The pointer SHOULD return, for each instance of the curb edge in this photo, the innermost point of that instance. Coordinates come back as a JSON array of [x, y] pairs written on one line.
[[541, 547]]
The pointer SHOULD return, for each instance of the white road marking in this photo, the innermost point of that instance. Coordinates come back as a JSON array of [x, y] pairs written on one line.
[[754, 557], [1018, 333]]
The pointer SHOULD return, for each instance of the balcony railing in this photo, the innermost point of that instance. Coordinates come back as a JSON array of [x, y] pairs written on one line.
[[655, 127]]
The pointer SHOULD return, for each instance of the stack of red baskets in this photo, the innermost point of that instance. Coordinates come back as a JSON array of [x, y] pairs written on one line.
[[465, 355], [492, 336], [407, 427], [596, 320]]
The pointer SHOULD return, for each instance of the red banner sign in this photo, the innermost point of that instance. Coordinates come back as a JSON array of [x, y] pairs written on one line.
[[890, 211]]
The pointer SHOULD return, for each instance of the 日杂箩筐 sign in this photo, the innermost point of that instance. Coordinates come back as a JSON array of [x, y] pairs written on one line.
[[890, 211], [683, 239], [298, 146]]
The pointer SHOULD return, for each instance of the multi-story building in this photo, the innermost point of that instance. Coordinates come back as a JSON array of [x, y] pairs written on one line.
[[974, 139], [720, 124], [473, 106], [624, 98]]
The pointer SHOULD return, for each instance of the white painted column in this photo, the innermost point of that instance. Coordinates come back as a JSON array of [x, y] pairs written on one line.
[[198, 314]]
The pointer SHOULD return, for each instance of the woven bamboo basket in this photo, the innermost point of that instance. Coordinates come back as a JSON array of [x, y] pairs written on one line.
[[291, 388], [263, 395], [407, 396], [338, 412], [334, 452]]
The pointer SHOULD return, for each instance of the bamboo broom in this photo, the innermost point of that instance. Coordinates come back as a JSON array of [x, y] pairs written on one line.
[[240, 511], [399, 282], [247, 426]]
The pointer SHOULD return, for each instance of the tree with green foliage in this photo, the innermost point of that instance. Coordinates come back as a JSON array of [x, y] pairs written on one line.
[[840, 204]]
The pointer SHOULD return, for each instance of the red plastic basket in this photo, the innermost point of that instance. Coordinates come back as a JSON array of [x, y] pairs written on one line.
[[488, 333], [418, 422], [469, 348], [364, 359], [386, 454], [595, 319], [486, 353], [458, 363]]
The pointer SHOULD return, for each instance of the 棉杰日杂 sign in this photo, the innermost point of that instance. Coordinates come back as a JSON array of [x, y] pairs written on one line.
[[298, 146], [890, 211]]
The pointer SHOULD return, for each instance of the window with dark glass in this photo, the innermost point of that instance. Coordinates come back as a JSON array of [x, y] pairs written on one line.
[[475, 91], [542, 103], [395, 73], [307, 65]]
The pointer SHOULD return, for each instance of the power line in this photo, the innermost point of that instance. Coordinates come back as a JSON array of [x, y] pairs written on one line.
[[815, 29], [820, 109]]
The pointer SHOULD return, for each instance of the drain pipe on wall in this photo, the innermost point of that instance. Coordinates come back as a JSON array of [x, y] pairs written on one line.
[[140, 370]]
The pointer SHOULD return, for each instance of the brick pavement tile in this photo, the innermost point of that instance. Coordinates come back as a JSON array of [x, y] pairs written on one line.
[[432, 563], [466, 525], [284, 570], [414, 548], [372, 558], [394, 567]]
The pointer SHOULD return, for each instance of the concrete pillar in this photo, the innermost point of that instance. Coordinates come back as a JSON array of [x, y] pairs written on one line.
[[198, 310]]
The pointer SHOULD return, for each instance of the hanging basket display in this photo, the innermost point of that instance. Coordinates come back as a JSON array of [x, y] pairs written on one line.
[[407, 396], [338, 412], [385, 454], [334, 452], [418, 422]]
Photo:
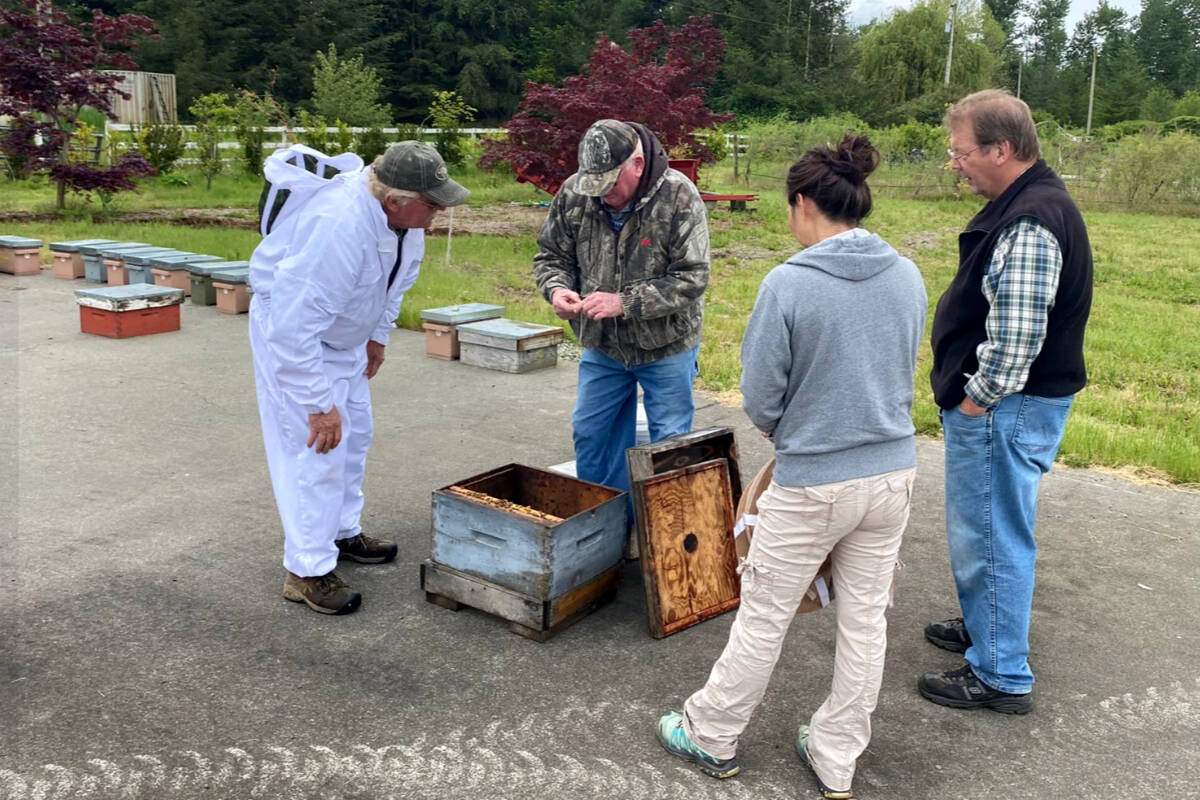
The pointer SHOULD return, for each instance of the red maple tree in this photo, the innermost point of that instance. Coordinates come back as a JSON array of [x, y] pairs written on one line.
[[660, 84], [51, 68]]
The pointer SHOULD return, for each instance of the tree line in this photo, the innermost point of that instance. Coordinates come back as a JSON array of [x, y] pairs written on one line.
[[787, 58]]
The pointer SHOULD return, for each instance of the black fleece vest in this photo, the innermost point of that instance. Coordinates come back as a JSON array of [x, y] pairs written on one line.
[[963, 310]]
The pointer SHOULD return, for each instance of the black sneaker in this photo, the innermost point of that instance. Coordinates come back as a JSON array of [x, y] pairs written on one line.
[[949, 635], [366, 549], [959, 689]]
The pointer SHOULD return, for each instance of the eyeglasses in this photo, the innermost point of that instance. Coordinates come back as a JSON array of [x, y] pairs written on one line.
[[960, 156], [435, 206]]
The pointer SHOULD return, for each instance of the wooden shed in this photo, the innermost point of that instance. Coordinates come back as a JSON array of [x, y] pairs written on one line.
[[151, 97]]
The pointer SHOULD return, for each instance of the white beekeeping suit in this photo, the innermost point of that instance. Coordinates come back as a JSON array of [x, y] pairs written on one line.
[[321, 281]]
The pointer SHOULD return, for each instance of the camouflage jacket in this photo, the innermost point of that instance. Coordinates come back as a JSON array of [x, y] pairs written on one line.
[[658, 264]]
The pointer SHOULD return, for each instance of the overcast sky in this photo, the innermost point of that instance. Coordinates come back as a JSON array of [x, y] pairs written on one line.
[[863, 11]]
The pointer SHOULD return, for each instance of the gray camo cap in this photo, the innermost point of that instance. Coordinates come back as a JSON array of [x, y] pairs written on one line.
[[417, 167], [604, 148]]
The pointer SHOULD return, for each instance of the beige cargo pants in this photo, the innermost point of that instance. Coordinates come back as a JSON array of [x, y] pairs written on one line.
[[861, 522]]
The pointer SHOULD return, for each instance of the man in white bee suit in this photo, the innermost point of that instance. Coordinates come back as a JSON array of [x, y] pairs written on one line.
[[328, 281]]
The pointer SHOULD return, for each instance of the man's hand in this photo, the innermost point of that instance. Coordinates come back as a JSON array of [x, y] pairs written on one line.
[[325, 429], [567, 304], [603, 305], [971, 408], [375, 359]]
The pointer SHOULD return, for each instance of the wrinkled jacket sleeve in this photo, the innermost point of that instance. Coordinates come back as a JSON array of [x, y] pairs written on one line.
[[766, 361], [687, 269], [556, 266], [412, 251], [313, 283]]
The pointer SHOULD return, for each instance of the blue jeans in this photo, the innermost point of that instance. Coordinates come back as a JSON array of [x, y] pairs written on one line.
[[994, 465], [605, 419]]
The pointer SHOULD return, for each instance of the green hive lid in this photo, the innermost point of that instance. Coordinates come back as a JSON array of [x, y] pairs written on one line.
[[209, 268], [78, 245], [130, 296], [142, 258], [19, 242], [181, 257], [238, 275], [467, 312], [509, 329], [117, 251]]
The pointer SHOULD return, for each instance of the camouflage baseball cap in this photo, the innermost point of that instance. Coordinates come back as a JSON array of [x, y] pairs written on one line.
[[603, 150], [417, 167]]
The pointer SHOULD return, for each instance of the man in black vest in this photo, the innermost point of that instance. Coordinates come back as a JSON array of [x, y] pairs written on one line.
[[1008, 359]]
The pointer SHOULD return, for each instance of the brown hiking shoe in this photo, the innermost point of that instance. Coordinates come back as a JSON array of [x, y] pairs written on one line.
[[366, 549], [325, 594]]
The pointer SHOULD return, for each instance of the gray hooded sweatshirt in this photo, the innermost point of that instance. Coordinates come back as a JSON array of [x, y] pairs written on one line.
[[828, 360]]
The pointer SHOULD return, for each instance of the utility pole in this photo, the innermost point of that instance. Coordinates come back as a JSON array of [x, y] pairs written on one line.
[[949, 54], [1091, 95]]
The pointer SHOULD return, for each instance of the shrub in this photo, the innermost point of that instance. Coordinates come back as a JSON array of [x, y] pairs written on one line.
[[162, 144], [448, 113], [1145, 168], [315, 134], [371, 143]]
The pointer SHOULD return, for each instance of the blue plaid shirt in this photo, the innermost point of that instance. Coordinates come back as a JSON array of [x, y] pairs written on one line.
[[1020, 287]]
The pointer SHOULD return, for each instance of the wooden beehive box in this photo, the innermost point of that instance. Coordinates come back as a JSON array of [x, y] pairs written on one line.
[[138, 264], [442, 326], [199, 274], [94, 258], [21, 256], [683, 450], [689, 564], [69, 257], [232, 289], [531, 546], [127, 311], [509, 344]]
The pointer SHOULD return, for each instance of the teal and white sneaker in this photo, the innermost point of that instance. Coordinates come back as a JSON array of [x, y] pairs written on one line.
[[675, 740], [802, 750]]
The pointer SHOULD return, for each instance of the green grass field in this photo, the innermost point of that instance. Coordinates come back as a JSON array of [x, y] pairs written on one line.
[[1143, 405]]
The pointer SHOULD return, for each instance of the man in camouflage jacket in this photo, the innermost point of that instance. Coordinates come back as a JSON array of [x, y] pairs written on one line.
[[623, 254]]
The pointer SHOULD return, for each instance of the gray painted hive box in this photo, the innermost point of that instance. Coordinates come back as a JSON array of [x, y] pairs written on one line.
[[201, 275], [509, 344], [77, 245], [21, 254], [537, 533], [137, 264], [94, 262], [132, 296], [468, 312]]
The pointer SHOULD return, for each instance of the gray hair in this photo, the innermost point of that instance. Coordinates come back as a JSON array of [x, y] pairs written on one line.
[[383, 192], [997, 116]]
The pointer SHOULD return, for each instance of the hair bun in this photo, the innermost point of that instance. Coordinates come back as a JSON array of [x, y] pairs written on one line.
[[855, 157]]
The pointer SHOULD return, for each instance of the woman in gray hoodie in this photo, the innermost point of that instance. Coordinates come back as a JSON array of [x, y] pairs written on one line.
[[827, 374]]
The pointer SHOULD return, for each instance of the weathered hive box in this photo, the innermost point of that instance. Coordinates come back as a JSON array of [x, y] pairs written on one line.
[[442, 326], [114, 263], [124, 312], [94, 258], [527, 529], [676, 452], [232, 289], [69, 257], [537, 548], [199, 275], [171, 269], [138, 264], [509, 344], [21, 256]]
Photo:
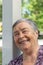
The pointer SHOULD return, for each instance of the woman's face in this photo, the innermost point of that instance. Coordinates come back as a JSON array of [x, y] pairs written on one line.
[[24, 36]]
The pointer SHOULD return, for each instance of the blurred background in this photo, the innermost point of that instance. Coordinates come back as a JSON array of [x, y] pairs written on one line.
[[0, 32], [31, 9]]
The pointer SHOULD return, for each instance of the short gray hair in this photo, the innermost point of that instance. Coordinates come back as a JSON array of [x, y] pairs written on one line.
[[32, 23]]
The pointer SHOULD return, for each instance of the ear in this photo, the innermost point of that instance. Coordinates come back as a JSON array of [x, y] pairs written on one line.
[[36, 33]]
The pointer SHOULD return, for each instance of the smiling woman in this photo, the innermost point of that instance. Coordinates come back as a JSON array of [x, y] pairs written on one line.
[[25, 36], [0, 1]]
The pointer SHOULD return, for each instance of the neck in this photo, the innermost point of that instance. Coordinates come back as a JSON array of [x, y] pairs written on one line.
[[31, 57]]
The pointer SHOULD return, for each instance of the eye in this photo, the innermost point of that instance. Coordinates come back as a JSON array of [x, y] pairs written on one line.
[[16, 34], [25, 31]]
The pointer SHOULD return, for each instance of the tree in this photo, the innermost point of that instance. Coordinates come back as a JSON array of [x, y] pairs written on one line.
[[33, 9]]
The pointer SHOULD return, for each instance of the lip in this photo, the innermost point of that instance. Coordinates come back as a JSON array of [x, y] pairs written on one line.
[[23, 41]]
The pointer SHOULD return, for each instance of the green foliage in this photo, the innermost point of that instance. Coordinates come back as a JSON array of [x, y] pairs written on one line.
[[34, 11], [0, 56]]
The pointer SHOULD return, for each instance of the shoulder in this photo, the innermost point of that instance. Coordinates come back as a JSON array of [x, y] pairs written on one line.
[[16, 61]]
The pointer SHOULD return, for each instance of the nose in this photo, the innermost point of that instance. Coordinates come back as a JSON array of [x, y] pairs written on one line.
[[21, 35]]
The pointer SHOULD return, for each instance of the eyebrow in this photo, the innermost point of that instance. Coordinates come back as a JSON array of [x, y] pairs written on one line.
[[20, 29]]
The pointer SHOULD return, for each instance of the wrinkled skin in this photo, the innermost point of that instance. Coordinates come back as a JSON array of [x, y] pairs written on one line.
[[25, 37]]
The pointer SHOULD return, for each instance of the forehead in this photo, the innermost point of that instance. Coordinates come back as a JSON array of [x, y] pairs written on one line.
[[22, 25]]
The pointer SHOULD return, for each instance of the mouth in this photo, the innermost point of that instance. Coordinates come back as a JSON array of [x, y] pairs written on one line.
[[24, 41]]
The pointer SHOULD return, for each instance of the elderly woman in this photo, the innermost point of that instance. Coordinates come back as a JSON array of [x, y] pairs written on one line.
[[25, 34]]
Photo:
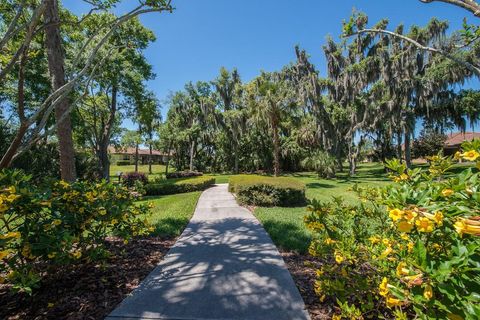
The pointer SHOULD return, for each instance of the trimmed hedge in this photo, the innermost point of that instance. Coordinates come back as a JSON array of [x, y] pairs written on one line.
[[267, 191], [123, 163], [183, 174], [172, 186]]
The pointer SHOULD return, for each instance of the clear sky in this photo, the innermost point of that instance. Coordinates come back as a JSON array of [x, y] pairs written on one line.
[[201, 36]]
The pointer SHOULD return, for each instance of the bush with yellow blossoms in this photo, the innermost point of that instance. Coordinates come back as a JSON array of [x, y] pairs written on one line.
[[424, 259], [42, 229]]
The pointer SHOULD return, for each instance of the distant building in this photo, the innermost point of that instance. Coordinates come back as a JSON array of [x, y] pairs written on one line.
[[128, 154], [454, 141]]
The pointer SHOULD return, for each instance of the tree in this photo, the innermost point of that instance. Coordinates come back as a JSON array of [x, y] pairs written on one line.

Exercise aim: Could you rewrite the material from the line containing "The pointer SHOULD return, for each instance of the 棉杰日杂" through the line containing "[[660, 84], [51, 68]]", requests included, with every coordinate in the answers offset by 18? Leave out the pictures.

Output below:
The pointer SHOULD return, for each instance of the 棉杰日杂 sign in this photo, the innermost point of that instance. Coordinates come back as a JSON array of [x, y] pairs written on one line.
[[316, 164], [908, 229]]
The pointer SHOULD return, for each instance of the window with dark glass in this photo, the innermost point of that instance. Coordinates come back as a JSON array of [x, y] pairs written on one line.
[[493, 109], [560, 121], [413, 91], [325, 83]]
The pointer SHOULD return, for each instance of the power line in this photo, the innermost point of that instance. Coordinates come back as a JSON array of [x, y] pairs written on one line.
[[833, 47], [838, 127]]
The pointer SHOULD return, for each instance of the drain pipe on wall in this photo, the innermost point of that instance. Coordinates come back as a JSON array of [x, y] pairs written on one line.
[[158, 388]]
The pointer SHOULD return, for each instance of the brick pavement tile in this photo, the innermost point of that instance. Coordinates come back as a JSON array of [x, y] pairs written on one line.
[[450, 581], [484, 543], [302, 588], [432, 566], [390, 576], [412, 585]]
The pointer SHOULD return, for each instance of the concrete pillar in this photo, the innermost point of that instance. Coordinates come back as a JSON array of [x, y] pairs written on one line.
[[216, 328]]
The pointer SHOULD return, for each instance of the hanging basket display in this photo, the innermost point of that instance. Coordinates come back as a JSON array of [x, y] pairs written on one line.
[[425, 414], [356, 430], [403, 472], [352, 470], [436, 440]]
Photo:
The pointer SHOULD return, for each instance of the red maple tree in this photo, the innermost point of that instance. Coordinates come back as a JSON array of [x, y] pairs written on one line.
[[678, 102], [69, 86]]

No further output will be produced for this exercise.